Report each line of the records that contains the word "point", treating uppercase and lowercase as different.

## Start Data section

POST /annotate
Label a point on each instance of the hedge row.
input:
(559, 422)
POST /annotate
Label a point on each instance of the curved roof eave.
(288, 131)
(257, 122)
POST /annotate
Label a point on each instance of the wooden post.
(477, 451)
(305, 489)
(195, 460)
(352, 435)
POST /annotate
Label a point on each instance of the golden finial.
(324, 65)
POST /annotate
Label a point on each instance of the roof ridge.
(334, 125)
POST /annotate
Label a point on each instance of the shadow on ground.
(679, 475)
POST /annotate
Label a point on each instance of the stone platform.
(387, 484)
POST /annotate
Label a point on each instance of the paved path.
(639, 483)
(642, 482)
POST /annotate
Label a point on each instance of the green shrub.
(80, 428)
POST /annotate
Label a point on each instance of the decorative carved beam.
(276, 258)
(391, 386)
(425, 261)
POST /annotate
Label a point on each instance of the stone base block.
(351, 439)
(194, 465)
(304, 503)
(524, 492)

## End Data section
## Start Data section

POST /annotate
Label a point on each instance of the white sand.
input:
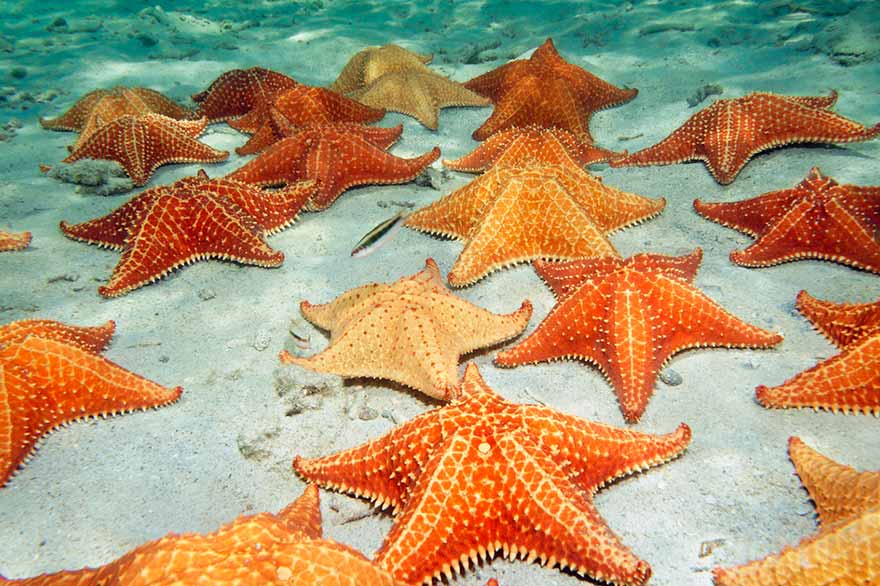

## End Data section

### Written solution
Label a point on each instance of the hedge row.
Label a point on each instance of the curved roof eave.
Label a point on each instance of the wooden post.
Label a point on each instance of the golden finial.
Label a point on each instance of the roof ridge.
Label a point on each instance of the shadow on ground.
Label a point on each instance of the stone platform.
Label a point on each instance of the paved path.
Label a point on each instance of the green shrub.
Label a point on each instance of the decorative carved beam.
Label a point on each instance of the stone base block.
Label a point on each instance of the white sand.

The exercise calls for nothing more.